**PASSAGE:**
One of the most debilitating symptoms I experience on a daily basis is fatigue. It’s difficult for anyone who hasn’t experienced this type of fatigue to understand what it feels like. It isn’t like the feeling of just needing more sleep; it’s complete physical and mental exhaustion. The only other time in my life that I have experienced this type of fatigue was after giving birth following a 21 hour labour. There are times when I feel like I am walking through treacle and struggle to support my own head; making decisions become impossible. I do my best not to get in this state by pacing my activity as best I can.
Christine Miserandino has lupus and experiences chronic fatigue. She came up with a brilliant analogy called Spoon Theory to enable her friend to understand what her life with fatigue was like. Christine used a set of 12 spoons to represent the amount of energy she had to ‘spend’ on daily activities. She then assigned her daily activities a number of spoons e.g. getting dressed – 1 spoon, taking a shower -2 spoons and so on. Christine then explained that if she ran out of spoons she could either not do anything else that day or occasionally she could ‘borrow’ spoons from the next day. Either way the average of 12 spoons a day remained the same. During bad periods this average could be lower.

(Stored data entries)

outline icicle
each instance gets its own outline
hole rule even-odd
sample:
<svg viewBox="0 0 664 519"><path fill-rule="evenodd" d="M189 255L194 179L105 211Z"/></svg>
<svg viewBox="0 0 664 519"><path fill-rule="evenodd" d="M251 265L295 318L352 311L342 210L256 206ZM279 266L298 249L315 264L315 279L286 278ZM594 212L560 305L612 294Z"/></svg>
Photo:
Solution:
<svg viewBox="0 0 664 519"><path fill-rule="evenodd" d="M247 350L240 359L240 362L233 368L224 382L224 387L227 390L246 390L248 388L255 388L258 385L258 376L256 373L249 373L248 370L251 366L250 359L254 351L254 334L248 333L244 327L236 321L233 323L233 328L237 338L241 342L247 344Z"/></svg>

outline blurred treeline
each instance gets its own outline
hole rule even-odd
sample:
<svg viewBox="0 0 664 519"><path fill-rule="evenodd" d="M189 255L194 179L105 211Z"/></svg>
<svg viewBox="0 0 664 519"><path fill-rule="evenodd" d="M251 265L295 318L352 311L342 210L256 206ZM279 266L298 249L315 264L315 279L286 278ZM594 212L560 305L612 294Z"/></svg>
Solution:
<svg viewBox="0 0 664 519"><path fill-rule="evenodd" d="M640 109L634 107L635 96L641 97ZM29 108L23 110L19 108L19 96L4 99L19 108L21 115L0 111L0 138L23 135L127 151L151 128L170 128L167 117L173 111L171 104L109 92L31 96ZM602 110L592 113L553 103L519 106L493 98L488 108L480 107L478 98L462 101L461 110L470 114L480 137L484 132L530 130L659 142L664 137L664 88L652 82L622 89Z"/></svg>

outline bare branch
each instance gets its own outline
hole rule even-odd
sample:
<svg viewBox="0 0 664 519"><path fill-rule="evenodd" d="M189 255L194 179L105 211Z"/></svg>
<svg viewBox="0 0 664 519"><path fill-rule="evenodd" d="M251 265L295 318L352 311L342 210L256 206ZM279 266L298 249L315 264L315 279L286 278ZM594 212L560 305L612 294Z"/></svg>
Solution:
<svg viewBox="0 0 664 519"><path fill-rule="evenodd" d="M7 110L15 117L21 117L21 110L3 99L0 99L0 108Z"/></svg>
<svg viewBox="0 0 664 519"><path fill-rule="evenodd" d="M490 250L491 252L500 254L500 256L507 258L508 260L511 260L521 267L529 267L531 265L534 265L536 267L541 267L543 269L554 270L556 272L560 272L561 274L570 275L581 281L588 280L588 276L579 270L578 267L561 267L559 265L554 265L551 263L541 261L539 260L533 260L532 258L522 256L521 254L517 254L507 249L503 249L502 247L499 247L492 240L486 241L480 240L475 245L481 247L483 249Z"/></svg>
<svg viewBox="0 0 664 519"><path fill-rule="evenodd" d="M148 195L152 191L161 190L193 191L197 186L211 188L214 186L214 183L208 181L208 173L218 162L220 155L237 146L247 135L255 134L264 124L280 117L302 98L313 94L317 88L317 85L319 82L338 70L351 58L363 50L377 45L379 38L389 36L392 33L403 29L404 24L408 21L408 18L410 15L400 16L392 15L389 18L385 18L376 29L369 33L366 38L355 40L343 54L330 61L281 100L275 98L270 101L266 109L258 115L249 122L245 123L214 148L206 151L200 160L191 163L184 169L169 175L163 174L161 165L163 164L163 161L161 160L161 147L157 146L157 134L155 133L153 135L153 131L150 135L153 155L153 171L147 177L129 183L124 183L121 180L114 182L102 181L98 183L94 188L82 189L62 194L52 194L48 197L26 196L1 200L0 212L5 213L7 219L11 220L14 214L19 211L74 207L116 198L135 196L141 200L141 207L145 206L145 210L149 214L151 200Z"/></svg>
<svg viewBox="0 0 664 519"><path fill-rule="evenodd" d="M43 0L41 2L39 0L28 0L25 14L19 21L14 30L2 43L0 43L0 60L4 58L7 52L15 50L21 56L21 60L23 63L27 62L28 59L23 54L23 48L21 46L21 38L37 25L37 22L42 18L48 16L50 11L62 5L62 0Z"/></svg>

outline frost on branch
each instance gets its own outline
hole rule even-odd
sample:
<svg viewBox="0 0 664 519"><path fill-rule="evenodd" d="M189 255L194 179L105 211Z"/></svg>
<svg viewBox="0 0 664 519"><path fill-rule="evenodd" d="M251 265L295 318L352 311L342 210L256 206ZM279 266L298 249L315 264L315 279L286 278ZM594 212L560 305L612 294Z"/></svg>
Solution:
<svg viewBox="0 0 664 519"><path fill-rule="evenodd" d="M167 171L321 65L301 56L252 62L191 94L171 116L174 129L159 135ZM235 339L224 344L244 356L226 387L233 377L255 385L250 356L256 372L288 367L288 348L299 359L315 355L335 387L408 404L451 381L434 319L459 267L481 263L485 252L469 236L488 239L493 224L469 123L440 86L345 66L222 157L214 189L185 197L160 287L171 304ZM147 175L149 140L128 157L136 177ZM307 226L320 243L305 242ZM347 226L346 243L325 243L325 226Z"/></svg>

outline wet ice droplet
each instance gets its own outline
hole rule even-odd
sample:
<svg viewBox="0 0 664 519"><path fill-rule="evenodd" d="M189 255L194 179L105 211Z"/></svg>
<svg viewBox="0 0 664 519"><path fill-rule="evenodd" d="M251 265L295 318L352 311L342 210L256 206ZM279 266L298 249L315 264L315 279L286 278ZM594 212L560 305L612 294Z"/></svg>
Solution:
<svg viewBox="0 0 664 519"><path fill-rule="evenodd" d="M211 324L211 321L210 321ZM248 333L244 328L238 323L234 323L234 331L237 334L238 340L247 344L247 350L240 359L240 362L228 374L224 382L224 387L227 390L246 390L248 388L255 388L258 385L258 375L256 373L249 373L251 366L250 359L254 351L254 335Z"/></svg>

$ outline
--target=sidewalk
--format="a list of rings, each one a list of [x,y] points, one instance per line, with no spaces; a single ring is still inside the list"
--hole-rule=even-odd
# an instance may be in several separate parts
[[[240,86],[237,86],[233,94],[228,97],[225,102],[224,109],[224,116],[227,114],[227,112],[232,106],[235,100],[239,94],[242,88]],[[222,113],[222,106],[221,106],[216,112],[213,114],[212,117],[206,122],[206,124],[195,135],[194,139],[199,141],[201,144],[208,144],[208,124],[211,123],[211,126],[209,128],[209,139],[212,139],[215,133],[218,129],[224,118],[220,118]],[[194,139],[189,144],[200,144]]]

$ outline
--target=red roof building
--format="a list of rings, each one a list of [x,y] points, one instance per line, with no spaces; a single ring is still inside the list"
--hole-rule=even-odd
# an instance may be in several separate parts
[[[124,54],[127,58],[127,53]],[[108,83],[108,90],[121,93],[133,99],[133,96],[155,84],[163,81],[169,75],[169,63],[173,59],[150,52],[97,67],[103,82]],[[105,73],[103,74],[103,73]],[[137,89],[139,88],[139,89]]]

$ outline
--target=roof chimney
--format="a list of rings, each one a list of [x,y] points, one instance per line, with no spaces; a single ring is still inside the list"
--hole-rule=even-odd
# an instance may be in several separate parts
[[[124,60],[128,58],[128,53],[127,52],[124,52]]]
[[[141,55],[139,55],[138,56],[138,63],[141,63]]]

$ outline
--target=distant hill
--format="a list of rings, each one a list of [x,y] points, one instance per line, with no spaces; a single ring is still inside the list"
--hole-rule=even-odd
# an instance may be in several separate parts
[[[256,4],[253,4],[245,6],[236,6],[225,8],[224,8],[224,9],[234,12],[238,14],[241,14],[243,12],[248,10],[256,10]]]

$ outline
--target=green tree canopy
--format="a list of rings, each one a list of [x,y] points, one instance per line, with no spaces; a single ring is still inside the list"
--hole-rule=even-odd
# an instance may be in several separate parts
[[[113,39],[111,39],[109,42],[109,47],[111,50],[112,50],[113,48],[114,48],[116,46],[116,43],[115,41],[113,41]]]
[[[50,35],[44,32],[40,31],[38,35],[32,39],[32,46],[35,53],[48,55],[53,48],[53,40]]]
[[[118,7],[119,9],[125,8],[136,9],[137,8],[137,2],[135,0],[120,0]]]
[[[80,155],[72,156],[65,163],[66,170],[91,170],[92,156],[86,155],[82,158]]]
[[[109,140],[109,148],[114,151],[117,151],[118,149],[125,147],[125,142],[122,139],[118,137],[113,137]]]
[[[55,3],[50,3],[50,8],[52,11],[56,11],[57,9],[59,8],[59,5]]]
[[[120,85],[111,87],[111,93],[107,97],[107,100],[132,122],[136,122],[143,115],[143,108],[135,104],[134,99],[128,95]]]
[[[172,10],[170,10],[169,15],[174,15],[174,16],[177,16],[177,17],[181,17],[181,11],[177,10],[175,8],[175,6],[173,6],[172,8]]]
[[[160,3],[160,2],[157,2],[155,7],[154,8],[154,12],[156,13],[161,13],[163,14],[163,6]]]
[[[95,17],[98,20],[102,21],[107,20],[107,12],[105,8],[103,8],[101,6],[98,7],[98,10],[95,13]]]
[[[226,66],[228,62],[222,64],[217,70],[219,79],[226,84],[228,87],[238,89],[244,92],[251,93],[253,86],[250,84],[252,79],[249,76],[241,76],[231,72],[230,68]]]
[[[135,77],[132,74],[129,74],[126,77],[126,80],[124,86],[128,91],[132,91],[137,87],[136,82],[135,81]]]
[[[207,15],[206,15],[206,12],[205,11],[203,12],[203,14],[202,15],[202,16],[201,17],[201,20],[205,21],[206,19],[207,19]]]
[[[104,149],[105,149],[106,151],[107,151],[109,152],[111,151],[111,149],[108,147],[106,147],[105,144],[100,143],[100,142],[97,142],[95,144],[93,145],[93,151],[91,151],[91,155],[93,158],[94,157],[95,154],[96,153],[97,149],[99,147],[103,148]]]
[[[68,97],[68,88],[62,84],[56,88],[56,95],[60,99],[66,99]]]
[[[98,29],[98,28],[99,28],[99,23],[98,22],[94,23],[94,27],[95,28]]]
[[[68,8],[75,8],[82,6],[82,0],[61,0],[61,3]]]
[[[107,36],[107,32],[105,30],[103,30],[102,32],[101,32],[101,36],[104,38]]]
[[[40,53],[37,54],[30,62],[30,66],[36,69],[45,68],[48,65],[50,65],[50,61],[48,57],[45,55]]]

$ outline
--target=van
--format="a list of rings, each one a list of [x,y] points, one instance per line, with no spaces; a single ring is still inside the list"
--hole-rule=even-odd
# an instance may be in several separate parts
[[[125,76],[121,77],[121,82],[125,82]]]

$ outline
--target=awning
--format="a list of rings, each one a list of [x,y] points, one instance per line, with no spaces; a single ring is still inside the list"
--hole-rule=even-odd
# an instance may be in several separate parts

**ACTIVITY 1:**
Answer each question from the passage on fatigue.
(a) After what event did the writer previously experience this type of fatigue?
(b) What condition does Christine Miserandino have?
(c) How many spoons are assigned to taking a shower?
**ACTIVITY 2:** Rewrite the paragraph of the passage on fatigue that begins "Christine Miserandino has lupus" as a bulleted list that keeps its main facts.
The records have no role in this work.

**EXPECTED ANSWER 1:**
(a) After giving birth following a 21 hour labour.
(b) Lupus.
(c) Two spoons.

**EXPECTED ANSWER 2:**
- Christine Miserandino has lupus and experiences chronic fatigue.
- She devised Spoon Theory, an analogy, to help a friend understand life with fatigue.
- She used 12 spoons to represent the energy she had to "spend" each day.
- Each daily activity cost a number of spoons (getting dressed, 1; taking a shower, 2).
- If she ran out, she could either do nothing more that day or occasionally "borrow" spoons from the next day.
- Either way, the average stayed at 12 spoons a day, and it could be lower during bad periods.